• **Labeled-object pointing listing**:
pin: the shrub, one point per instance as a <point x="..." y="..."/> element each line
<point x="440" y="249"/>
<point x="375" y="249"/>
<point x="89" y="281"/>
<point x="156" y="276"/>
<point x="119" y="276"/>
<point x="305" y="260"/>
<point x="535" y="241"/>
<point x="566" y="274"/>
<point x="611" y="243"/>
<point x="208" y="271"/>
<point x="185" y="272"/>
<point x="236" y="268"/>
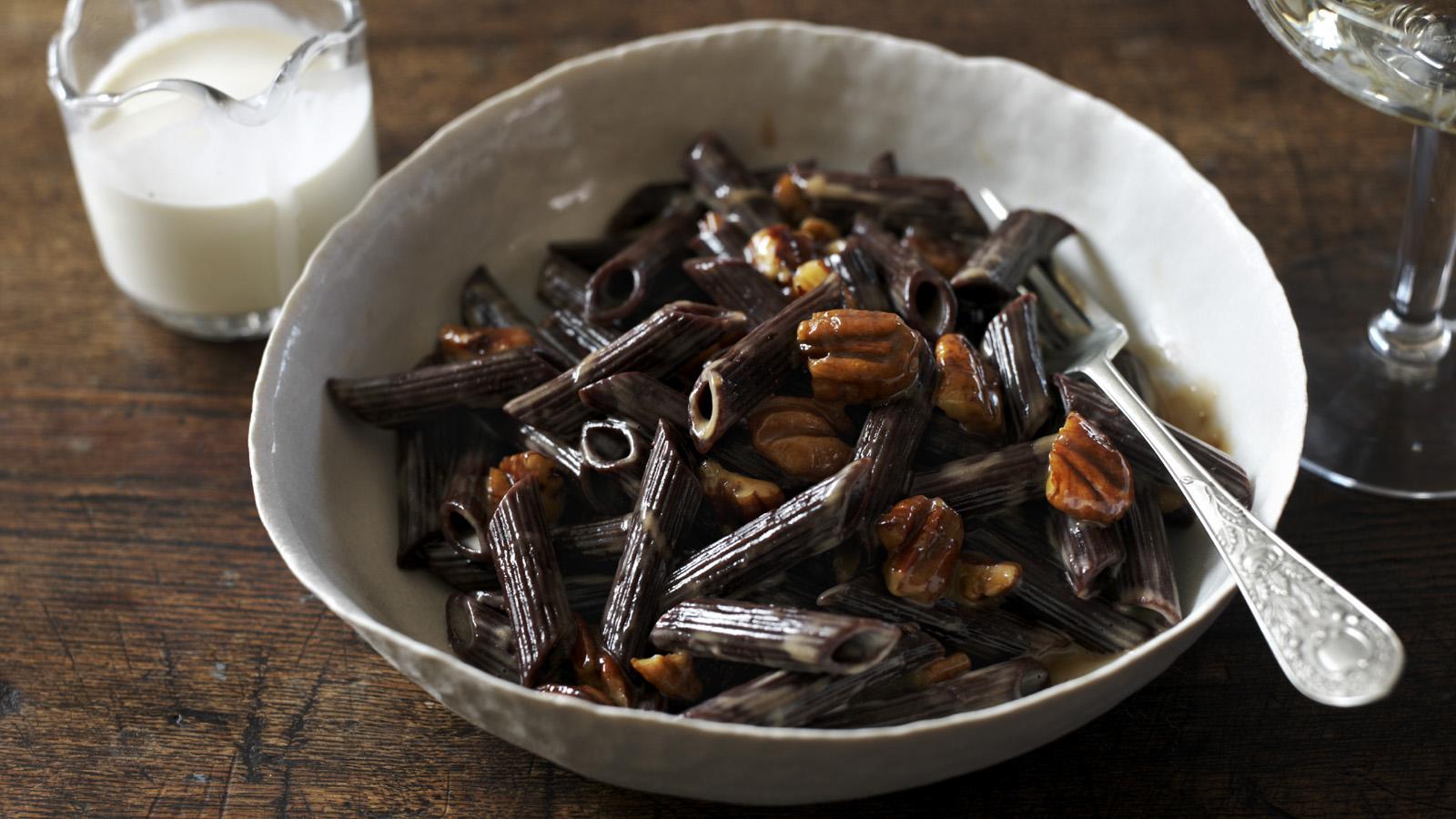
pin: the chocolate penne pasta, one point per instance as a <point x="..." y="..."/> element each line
<point x="1002" y="261"/>
<point x="584" y="693"/>
<point x="644" y="399"/>
<point x="983" y="484"/>
<point x="485" y="303"/>
<point x="666" y="508"/>
<point x="778" y="637"/>
<point x="986" y="632"/>
<point x="615" y="448"/>
<point x="645" y="271"/>
<point x="1012" y="346"/>
<point x="531" y="583"/>
<point x="720" y="179"/>
<point x="885" y="165"/>
<point x="750" y="370"/>
<point x="587" y="593"/>
<point x="945" y="439"/>
<point x="739" y="286"/>
<point x="944" y="252"/>
<point x="785" y="698"/>
<point x="609" y="494"/>
<point x="572" y="336"/>
<point x="637" y="397"/>
<point x="717" y="237"/>
<point x="562" y="283"/>
<point x="888" y="439"/>
<point x="790" y="589"/>
<point x="666" y="339"/>
<point x="590" y="547"/>
<point x="921" y="295"/>
<point x="983" y="688"/>
<point x="490" y="380"/>
<point x="1085" y="398"/>
<point x="424" y="460"/>
<point x="1147" y="581"/>
<point x="1138" y="376"/>
<point x="810" y="523"/>
<point x="482" y="636"/>
<point x="465" y="511"/>
<point x="459" y="571"/>
<point x="644" y="206"/>
<point x="586" y="584"/>
<point x="1089" y="552"/>
<point x="1045" y="591"/>
<point x="895" y="201"/>
<point x="858" y="276"/>
<point x="590" y="254"/>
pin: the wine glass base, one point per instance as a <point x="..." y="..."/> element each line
<point x="1380" y="428"/>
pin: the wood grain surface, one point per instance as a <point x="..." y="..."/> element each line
<point x="157" y="658"/>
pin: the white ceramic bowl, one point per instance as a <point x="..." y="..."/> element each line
<point x="552" y="157"/>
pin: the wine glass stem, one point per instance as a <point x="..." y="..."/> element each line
<point x="1411" y="329"/>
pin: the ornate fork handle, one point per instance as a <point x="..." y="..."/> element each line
<point x="1331" y="646"/>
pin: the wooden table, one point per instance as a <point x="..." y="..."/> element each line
<point x="157" y="654"/>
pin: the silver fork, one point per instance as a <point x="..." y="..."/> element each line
<point x="1331" y="646"/>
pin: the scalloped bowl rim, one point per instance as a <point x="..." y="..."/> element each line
<point x="296" y="555"/>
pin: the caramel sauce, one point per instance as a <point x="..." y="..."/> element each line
<point x="1184" y="404"/>
<point x="1074" y="662"/>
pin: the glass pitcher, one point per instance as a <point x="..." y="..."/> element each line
<point x="216" y="142"/>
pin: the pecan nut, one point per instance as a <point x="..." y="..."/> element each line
<point x="465" y="343"/>
<point x="859" y="356"/>
<point x="801" y="436"/>
<point x="597" y="669"/>
<point x="808" y="276"/>
<point x="1087" y="477"/>
<point x="737" y="499"/>
<point x="672" y="673"/>
<point x="924" y="540"/>
<point x="820" y="230"/>
<point x="778" y="251"/>
<point x="516" y="468"/>
<point x="985" y="579"/>
<point x="968" y="390"/>
<point x="790" y="198"/>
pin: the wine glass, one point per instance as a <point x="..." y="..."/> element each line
<point x="1383" y="401"/>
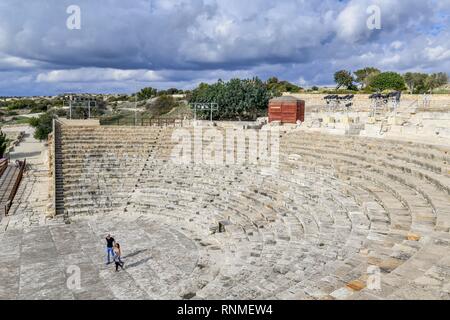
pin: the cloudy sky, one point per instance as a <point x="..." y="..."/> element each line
<point x="123" y="45"/>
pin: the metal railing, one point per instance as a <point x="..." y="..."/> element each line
<point x="15" y="186"/>
<point x="143" y="122"/>
<point x="3" y="165"/>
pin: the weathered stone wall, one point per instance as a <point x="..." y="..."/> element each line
<point x="362" y="101"/>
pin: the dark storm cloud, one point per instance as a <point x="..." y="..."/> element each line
<point x="125" y="44"/>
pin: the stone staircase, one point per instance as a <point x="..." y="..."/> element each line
<point x="58" y="163"/>
<point x="336" y="207"/>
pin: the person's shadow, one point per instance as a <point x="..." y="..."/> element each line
<point x="139" y="262"/>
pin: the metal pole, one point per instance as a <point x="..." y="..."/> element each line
<point x="135" y="108"/>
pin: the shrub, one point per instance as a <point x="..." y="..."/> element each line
<point x="388" y="81"/>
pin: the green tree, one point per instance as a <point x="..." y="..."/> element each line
<point x="343" y="78"/>
<point x="363" y="76"/>
<point x="436" y="80"/>
<point x="388" y="80"/>
<point x="43" y="125"/>
<point x="147" y="93"/>
<point x="275" y="85"/>
<point x="3" y="143"/>
<point x="237" y="99"/>
<point x="162" y="105"/>
<point x="416" y="82"/>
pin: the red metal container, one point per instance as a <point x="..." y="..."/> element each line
<point x="286" y="109"/>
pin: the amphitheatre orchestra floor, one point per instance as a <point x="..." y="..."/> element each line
<point x="36" y="263"/>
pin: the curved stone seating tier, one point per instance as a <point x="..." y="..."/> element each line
<point x="336" y="207"/>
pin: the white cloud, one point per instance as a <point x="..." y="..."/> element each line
<point x="97" y="74"/>
<point x="165" y="42"/>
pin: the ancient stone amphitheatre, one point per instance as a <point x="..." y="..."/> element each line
<point x="357" y="208"/>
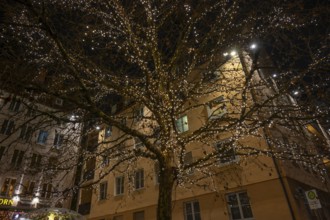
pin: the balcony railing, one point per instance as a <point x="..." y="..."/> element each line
<point x="89" y="174"/>
<point x="84" y="208"/>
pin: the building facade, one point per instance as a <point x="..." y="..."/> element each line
<point x="244" y="187"/>
<point x="35" y="168"/>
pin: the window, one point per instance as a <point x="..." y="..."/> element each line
<point x="103" y="190"/>
<point x="31" y="111"/>
<point x="239" y="206"/>
<point x="107" y="132"/>
<point x="46" y="191"/>
<point x="58" y="102"/>
<point x="119" y="185"/>
<point x="42" y="137"/>
<point x="157" y="172"/>
<point x="123" y="121"/>
<point x="139" y="179"/>
<point x="30" y="189"/>
<point x="14" y="105"/>
<point x="114" y="109"/>
<point x="26" y="132"/>
<point x="2" y="151"/>
<point x="8" y="187"/>
<point x="226" y="152"/>
<point x="7" y="127"/>
<point x="58" y="140"/>
<point x="138" y="215"/>
<point x="187" y="160"/>
<point x="138" y="114"/>
<point x="192" y="211"/>
<point x="182" y="124"/>
<point x="118" y="217"/>
<point x="216" y="108"/>
<point x="105" y="160"/>
<point x="35" y="160"/>
<point x="17" y="158"/>
<point x="137" y="143"/>
<point x="52" y="162"/>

• **What the task asks**:
Repeat every line of the listing above verbatim, omitting the pictures from your answer.

• **Task response**:
pin: the shrub, one point per instance as a <point x="..." y="..."/> element each line
<point x="440" y="249"/>
<point x="375" y="249"/>
<point x="89" y="281"/>
<point x="156" y="276"/>
<point x="119" y="276"/>
<point x="305" y="260"/>
<point x="535" y="241"/>
<point x="566" y="274"/>
<point x="611" y="243"/>
<point x="208" y="271"/>
<point x="185" y="272"/>
<point x="236" y="268"/>
pin: the chocolate penne pasta, one point per instance as a <point x="..." y="..."/> element each line
<point x="1002" y="261"/>
<point x="584" y="693"/>
<point x="644" y="399"/>
<point x="983" y="484"/>
<point x="485" y="303"/>
<point x="666" y="508"/>
<point x="778" y="637"/>
<point x="986" y="632"/>
<point x="615" y="448"/>
<point x="645" y="271"/>
<point x="1012" y="346"/>
<point x="531" y="583"/>
<point x="720" y="179"/>
<point x="885" y="165"/>
<point x="750" y="370"/>
<point x="587" y="593"/>
<point x="945" y="439"/>
<point x="739" y="286"/>
<point x="944" y="252"/>
<point x="785" y="698"/>
<point x="609" y="494"/>
<point x="572" y="336"/>
<point x="637" y="397"/>
<point x="717" y="237"/>
<point x="562" y="283"/>
<point x="888" y="439"/>
<point x="790" y="589"/>
<point x="666" y="339"/>
<point x="590" y="547"/>
<point x="921" y="295"/>
<point x="983" y="688"/>
<point x="490" y="380"/>
<point x="1085" y="398"/>
<point x="424" y="460"/>
<point x="1147" y="581"/>
<point x="1138" y="376"/>
<point x="810" y="523"/>
<point x="482" y="636"/>
<point x="465" y="511"/>
<point x="459" y="571"/>
<point x="644" y="206"/>
<point x="586" y="584"/>
<point x="1089" y="552"/>
<point x="1045" y="591"/>
<point x="895" y="201"/>
<point x="858" y="276"/>
<point x="590" y="254"/>
pin: the wine glass base, one point per instance as a <point x="..." y="..."/> element each line
<point x="1380" y="428"/>
pin: the wood grain surface, one point per instance as a <point x="..." y="..."/> element each line
<point x="157" y="658"/>
pin: the white ceramic bowl, one point per instance as a <point x="..." y="..."/> element each line
<point x="552" y="157"/>
pin: the wine glass stem, one point per instance as a <point x="..." y="..."/> element each line
<point x="1411" y="329"/>
pin: the ornate fork handle, one point per instance as a <point x="..." y="..."/> element each line
<point x="1331" y="646"/>
pin: the wooden table, one point per instance as a <point x="..." y="..."/> element each line
<point x="157" y="654"/>
pin: the silver fork, one point per instance as a <point x="..." y="..."/> element each line
<point x="1331" y="646"/>
pin: the scalloped bowl rim, one point per instance as a <point x="..." y="..."/> element each line
<point x="296" y="555"/>
pin: the caramel sauce, one point per instance as a <point x="..." y="..."/> element each line
<point x="1184" y="404"/>
<point x="1074" y="662"/>
pin: the glass pitcher, one point per instance as a <point x="..." y="..."/> element each line
<point x="216" y="142"/>
pin: the pecan nut, one point per instance as a <point x="..." y="..."/> element each line
<point x="465" y="343"/>
<point x="859" y="356"/>
<point x="801" y="436"/>
<point x="597" y="669"/>
<point x="808" y="276"/>
<point x="1087" y="477"/>
<point x="737" y="499"/>
<point x="672" y="673"/>
<point x="924" y="540"/>
<point x="820" y="230"/>
<point x="778" y="251"/>
<point x="516" y="468"/>
<point x="985" y="579"/>
<point x="968" y="390"/>
<point x="790" y="198"/>
pin: the wine glass, one point per instance as a <point x="..." y="..."/> element each line
<point x="1383" y="401"/>
pin: the cloudy sky, one point per instance as a <point x="..." y="..."/> element each line
<point x="123" y="45"/>
pin: the metal railing, one point per instance as a <point x="..." y="..."/> element each line
<point x="15" y="186"/>
<point x="143" y="122"/>
<point x="3" y="165"/>
pin: the weathered stone wall, one point per instance as a <point x="..." y="..."/> element each line
<point x="362" y="101"/>
pin: the dark storm cloud, one point per instance as a <point x="..." y="..."/> element each line
<point x="125" y="44"/>
pin: the stone staircase, one point per instance as a <point x="..." y="..."/> element each line
<point x="58" y="163"/>
<point x="336" y="207"/>
pin: the person's shadow, one point per instance as a <point x="..." y="..."/> element each line
<point x="139" y="262"/>
pin: the metal pole, one point per instance as a <point x="..." y="..."/> element each line
<point x="135" y="108"/>
pin: the shrub, one point per instance as a <point x="..." y="..."/> element each line
<point x="388" y="81"/>
pin: the green tree, one point per instance as a <point x="..." y="..."/> element each line
<point x="343" y="78"/>
<point x="363" y="76"/>
<point x="436" y="80"/>
<point x="388" y="80"/>
<point x="43" y="125"/>
<point x="147" y="93"/>
<point x="275" y="85"/>
<point x="3" y="143"/>
<point x="237" y="99"/>
<point x="162" y="105"/>
<point x="416" y="82"/>
pin: the red metal container, one point per instance as a <point x="..." y="..."/> element each line
<point x="286" y="109"/>
pin: the amphitheatre orchestra floor, one point per instance as a <point x="..." y="..."/> element each line
<point x="36" y="263"/>
pin: the curved stone seating tier, one point per instance as a <point x="..." y="..."/> element each line
<point x="336" y="207"/>
pin: the white cloud, one point per instance as a <point x="..." y="..."/> element each line
<point x="97" y="74"/>
<point x="165" y="42"/>
pin: the ancient stone amphitheatre, one point per instance as a <point x="..." y="..."/> element each line
<point x="357" y="208"/>
pin: the balcony railing, one point per instance as a <point x="..." y="..."/> element each line
<point x="89" y="174"/>
<point x="84" y="208"/>
pin: the building facade, one point per instance as a <point x="..." y="..."/> element each line
<point x="244" y="187"/>
<point x="35" y="168"/>
pin: the window, one point per instance as a <point x="..." y="..."/> element each line
<point x="103" y="190"/>
<point x="31" y="111"/>
<point x="239" y="206"/>
<point x="107" y="132"/>
<point x="46" y="191"/>
<point x="58" y="102"/>
<point x="119" y="185"/>
<point x="42" y="137"/>
<point x="157" y="172"/>
<point x="123" y="121"/>
<point x="139" y="179"/>
<point x="30" y="189"/>
<point x="14" y="105"/>
<point x="114" y="109"/>
<point x="26" y="132"/>
<point x="2" y="151"/>
<point x="8" y="187"/>
<point x="226" y="152"/>
<point x="7" y="127"/>
<point x="58" y="140"/>
<point x="138" y="215"/>
<point x="187" y="160"/>
<point x="138" y="114"/>
<point x="192" y="211"/>
<point x="182" y="124"/>
<point x="118" y="217"/>
<point x="216" y="108"/>
<point x="105" y="160"/>
<point x="35" y="160"/>
<point x="17" y="158"/>
<point x="137" y="143"/>
<point x="52" y="162"/>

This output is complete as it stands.